(Given data)
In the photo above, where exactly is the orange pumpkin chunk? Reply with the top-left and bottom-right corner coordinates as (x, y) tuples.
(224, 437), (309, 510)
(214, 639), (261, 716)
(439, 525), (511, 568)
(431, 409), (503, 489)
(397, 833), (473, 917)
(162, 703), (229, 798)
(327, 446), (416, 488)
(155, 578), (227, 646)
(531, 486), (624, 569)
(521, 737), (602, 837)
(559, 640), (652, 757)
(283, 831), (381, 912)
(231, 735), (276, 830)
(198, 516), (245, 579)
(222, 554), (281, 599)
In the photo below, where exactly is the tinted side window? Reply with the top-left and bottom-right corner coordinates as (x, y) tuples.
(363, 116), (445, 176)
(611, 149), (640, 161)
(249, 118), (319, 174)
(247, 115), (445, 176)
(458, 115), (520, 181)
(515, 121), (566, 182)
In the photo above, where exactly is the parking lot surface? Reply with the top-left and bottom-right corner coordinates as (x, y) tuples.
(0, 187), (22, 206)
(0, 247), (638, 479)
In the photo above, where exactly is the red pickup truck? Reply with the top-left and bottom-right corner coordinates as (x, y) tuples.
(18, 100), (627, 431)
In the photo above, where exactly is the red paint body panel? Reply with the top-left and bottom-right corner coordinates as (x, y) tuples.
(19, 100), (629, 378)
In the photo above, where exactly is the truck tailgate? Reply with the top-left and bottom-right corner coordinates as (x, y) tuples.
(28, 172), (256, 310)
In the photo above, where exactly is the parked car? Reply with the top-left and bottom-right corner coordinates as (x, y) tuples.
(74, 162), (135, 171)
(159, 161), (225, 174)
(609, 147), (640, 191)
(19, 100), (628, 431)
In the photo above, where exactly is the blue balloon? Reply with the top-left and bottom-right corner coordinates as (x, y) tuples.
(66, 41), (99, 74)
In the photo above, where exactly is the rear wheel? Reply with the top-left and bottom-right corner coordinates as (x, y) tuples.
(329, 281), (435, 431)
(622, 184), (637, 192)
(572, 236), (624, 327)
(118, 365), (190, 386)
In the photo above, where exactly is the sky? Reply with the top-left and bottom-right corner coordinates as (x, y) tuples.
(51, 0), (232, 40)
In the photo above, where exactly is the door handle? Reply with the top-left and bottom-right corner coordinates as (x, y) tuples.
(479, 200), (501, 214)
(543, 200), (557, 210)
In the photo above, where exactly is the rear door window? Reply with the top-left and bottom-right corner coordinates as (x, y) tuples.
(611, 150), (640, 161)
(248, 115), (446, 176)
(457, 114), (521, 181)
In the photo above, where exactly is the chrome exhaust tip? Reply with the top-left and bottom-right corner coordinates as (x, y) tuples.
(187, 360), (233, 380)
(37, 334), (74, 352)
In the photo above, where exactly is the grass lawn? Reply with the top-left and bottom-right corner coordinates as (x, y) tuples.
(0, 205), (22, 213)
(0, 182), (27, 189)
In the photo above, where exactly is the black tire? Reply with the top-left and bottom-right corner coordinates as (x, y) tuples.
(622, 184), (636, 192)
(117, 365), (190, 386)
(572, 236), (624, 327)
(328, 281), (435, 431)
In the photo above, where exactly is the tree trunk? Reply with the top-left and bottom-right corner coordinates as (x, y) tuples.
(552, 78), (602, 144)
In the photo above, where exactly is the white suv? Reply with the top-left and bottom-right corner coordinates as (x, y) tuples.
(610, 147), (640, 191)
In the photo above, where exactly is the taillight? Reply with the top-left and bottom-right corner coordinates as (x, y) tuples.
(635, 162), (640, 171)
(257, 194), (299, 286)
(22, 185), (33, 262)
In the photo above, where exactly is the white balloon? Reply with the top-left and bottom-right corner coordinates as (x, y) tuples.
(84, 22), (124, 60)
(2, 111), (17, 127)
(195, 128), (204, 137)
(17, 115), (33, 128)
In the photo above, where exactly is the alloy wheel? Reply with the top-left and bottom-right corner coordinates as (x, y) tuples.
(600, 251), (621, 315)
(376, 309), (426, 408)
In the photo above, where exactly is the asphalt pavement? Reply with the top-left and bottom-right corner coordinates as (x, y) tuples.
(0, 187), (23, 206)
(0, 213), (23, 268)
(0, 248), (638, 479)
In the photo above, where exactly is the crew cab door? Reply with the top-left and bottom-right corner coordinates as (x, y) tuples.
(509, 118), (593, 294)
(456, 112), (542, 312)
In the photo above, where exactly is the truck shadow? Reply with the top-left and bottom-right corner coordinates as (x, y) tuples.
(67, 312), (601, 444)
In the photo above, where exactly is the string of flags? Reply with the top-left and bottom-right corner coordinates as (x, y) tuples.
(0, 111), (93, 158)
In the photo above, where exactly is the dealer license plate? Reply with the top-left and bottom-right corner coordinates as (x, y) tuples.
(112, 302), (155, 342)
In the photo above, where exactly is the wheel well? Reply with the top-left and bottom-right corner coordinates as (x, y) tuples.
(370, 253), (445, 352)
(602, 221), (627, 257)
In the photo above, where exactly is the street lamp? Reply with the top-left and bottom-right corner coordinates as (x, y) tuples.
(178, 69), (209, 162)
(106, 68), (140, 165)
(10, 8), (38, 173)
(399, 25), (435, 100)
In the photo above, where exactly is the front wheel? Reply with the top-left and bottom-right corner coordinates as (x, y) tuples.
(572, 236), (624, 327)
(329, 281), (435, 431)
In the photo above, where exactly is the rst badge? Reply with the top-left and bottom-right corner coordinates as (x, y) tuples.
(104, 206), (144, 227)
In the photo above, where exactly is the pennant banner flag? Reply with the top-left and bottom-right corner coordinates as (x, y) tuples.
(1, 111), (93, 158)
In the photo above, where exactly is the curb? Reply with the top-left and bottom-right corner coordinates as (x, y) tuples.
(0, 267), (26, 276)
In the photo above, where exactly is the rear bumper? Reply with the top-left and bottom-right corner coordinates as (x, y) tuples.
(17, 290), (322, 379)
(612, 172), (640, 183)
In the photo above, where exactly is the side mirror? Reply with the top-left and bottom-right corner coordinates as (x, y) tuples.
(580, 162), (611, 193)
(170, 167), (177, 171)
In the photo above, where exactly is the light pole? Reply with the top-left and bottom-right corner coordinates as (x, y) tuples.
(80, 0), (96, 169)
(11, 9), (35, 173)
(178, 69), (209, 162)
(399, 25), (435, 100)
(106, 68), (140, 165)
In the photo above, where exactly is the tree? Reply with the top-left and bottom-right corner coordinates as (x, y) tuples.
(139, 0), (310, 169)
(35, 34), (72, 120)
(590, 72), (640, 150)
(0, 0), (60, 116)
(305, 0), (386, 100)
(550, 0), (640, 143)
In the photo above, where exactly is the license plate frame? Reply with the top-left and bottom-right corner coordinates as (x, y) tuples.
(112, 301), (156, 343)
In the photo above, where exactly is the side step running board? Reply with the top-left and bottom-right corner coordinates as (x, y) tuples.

(Action item) After reading the lines above, reproduce them all exactly.

(Response to this exercise)
In the photo above, where exactly is the orange pumpkin chunk? Reply with the top-left and bottom-right corner coordinates as (x, y) tuples.
(224, 437), (309, 510)
(214, 639), (261, 716)
(439, 525), (511, 568)
(431, 409), (503, 489)
(397, 833), (473, 917)
(162, 703), (229, 798)
(327, 446), (416, 488)
(155, 578), (227, 646)
(531, 486), (624, 569)
(521, 737), (602, 837)
(559, 640), (652, 757)
(283, 831), (381, 912)
(231, 735), (276, 830)
(198, 516), (245, 579)
(222, 554), (281, 599)
In the photo below, where exactly is the tinted side window? Reply with the top-left and bottom-right corner coordinates as (x, y) tuples.
(363, 116), (445, 176)
(611, 149), (640, 161)
(249, 118), (319, 174)
(247, 115), (445, 176)
(458, 115), (520, 181)
(515, 121), (566, 182)
In the photo above, where exactly is the parking lot surface? Reply with the top-left and bottom-right corner coordinates as (x, y) tuples.
(0, 187), (22, 206)
(0, 247), (638, 479)
In the photo above, where exactly is the red pickup truck? Reply with the top-left and bottom-right corner coordinates as (x, y) tuples.
(18, 100), (627, 431)
In the photo above, where exactly is the red paint body panel? Reply with the top-left and bottom-right corner coordinates as (x, y) tuples.
(19, 100), (629, 378)
In the photo above, where exactly is the truck tailgate? Reply with the top-left and bottom-right corner coordinates as (x, y) tuples.
(28, 172), (256, 310)
In the photo above, where exactly is the parked car? Reply with the top-left and bottom-right corner coordinates as (x, y) tuples.
(74, 162), (135, 171)
(159, 161), (225, 174)
(609, 147), (640, 191)
(19, 100), (628, 431)
In the photo above, where exactly is the blue balloon? Reply with the top-left and bottom-right corner coordinates as (x, y) tuples.
(66, 41), (99, 74)
In the photo above, where exactly is the rear wheel? Reply with the top-left and bottom-right corner coordinates as (x, y) tuples.
(329, 281), (435, 431)
(622, 184), (637, 192)
(572, 236), (624, 327)
(118, 365), (190, 386)
In the photo above, where exactly is the sky? Reply with the top-left and bottom-right corner coordinates as (x, y) tuples.
(51, 0), (232, 40)
In the photo above, where exactly is the door handle? Reply with the top-left and bottom-right corner coordinates as (x, y) tuples.
(479, 200), (501, 214)
(543, 200), (557, 210)
In the photo above, where exactly is the rear door window? Reply with the top-left and bottom-right corner coordinates as (x, y) tuples.
(611, 150), (640, 161)
(248, 115), (446, 176)
(457, 114), (521, 181)
In the photo above, where exactly is the chrome exhaust tip? Reply with the top-left and bottom-right corner coordinates as (x, y) tuples.
(187, 360), (233, 380)
(37, 334), (74, 352)
In the photo above, where exactly is the grass lawn? Reply with the top-left and bottom-right corner coordinates as (x, y) tuples.
(0, 205), (22, 213)
(0, 182), (27, 189)
In the photo above, where exactly is the black tire? Reply with the top-left and bottom-right corner coordinates as (x, y) tuples.
(622, 184), (636, 192)
(117, 365), (190, 386)
(572, 236), (624, 327)
(328, 281), (435, 431)
In the photo above, where exactly is the tree trunk? Reply with the top-left and bottom-right corner coordinates as (x, y) tuples.
(552, 78), (602, 144)
In the photo above, where exactly is the white suv? Reply with the top-left and bottom-right corner coordinates as (x, y) tuples.
(610, 147), (640, 191)
In the photo above, where exactly is the taillight? Reply with the top-left and bottom-right corner coordinates as (x, y) tuples.
(635, 162), (640, 171)
(257, 194), (299, 286)
(22, 185), (33, 262)
In the photo above, where exactly is the white balloon? Reply with the top-left and bottom-right corner coordinates as (x, y) tuples.
(84, 22), (124, 60)
(2, 111), (17, 127)
(195, 128), (204, 137)
(17, 115), (33, 128)
In the photo above, where exactly is the alloy wheel? Reply with the top-left and bottom-right corner coordinates as (x, y) tuples.
(600, 251), (621, 315)
(376, 309), (426, 408)
In the photo above, where exactly is the asphalt pavement? Reply with the top-left and bottom-right corner coordinates as (x, y) tuples.
(0, 187), (23, 206)
(0, 213), (23, 268)
(0, 248), (638, 479)
In the photo above, where exactly is the crew cab door? Reply with the top-left and bottom-right corner coordinates as (x, y) tuples.
(509, 118), (593, 294)
(456, 112), (542, 312)
In the photo above, where exactly is the truck shadow? Reply with the top-left and bottom-right corner coordinates as (x, y) tuples.
(67, 312), (601, 444)
In the photo above, where exactly is the string of flags? Reply with the top-left and bottom-right corner coordinates as (x, y) tuples.
(0, 111), (93, 158)
In the photo above, where exactly is the dealer license plate? Reply with the top-left and bottom-right corner coordinates as (x, y) tuples.
(112, 302), (155, 342)
In the photo above, where exactly is the wheel well? Reply with the top-left and bottom-right corner coordinates as (x, y) tuples.
(370, 253), (445, 352)
(602, 221), (627, 257)
In the photo above, where exactly is the street lamp? Reply with the top-left and bottom-right corner coordinates as (x, y) tuples.
(178, 69), (209, 162)
(106, 68), (140, 165)
(10, 8), (38, 173)
(399, 25), (435, 100)
In the photo above, where exactly is the front wheel? Reply with the top-left and bottom-right corner coordinates as (x, y) tuples.
(572, 236), (624, 327)
(329, 281), (435, 431)
In the photo above, where exactly is the rst badge? Reply with the top-left and bottom-right corner coordinates as (x, y) tuples.
(104, 206), (144, 227)
In the photo above, where exactly is the pennant banner flag? Reply with the top-left and bottom-right corner coordinates as (x, y) tuples.
(1, 111), (93, 158)
In the photo above, where exactly is the curb? Reply with the top-left and bottom-right corner coordinates as (x, y) tuples.
(0, 267), (26, 276)
In the photo above, where exactly is the rear bumper? Reply with the top-left and bottom-right corner coordinates as (x, y) tuples.
(17, 290), (322, 379)
(612, 172), (640, 183)
In the photo above, where exactly is the side mirror? Reply with the top-left and bottom-right corner coordinates as (x, y) tuples.
(580, 162), (611, 193)
(170, 167), (177, 171)
In the photo above, where exactly is the light pole? Reply with the top-left and bottom-right corner coordinates as (x, y) tuples.
(80, 0), (96, 169)
(11, 9), (35, 173)
(178, 69), (209, 162)
(399, 25), (435, 100)
(106, 68), (140, 165)
In the photo above, where exactly is the tree? Reply with the top-left and bottom-right corner coordinates as (x, y) tuples.
(139, 0), (310, 169)
(35, 34), (72, 120)
(590, 72), (640, 150)
(0, 0), (60, 116)
(305, 0), (386, 100)
(550, 0), (640, 143)
In the photo above, where exactly is the license plate frame? Reply with the top-left and bottom-right corner coordinates as (x, y) tuples.
(112, 301), (156, 343)
In the photo above, where exactly is the side step running board? Reply with the top-left and bottom-right corner coordinates as (x, y) tuples.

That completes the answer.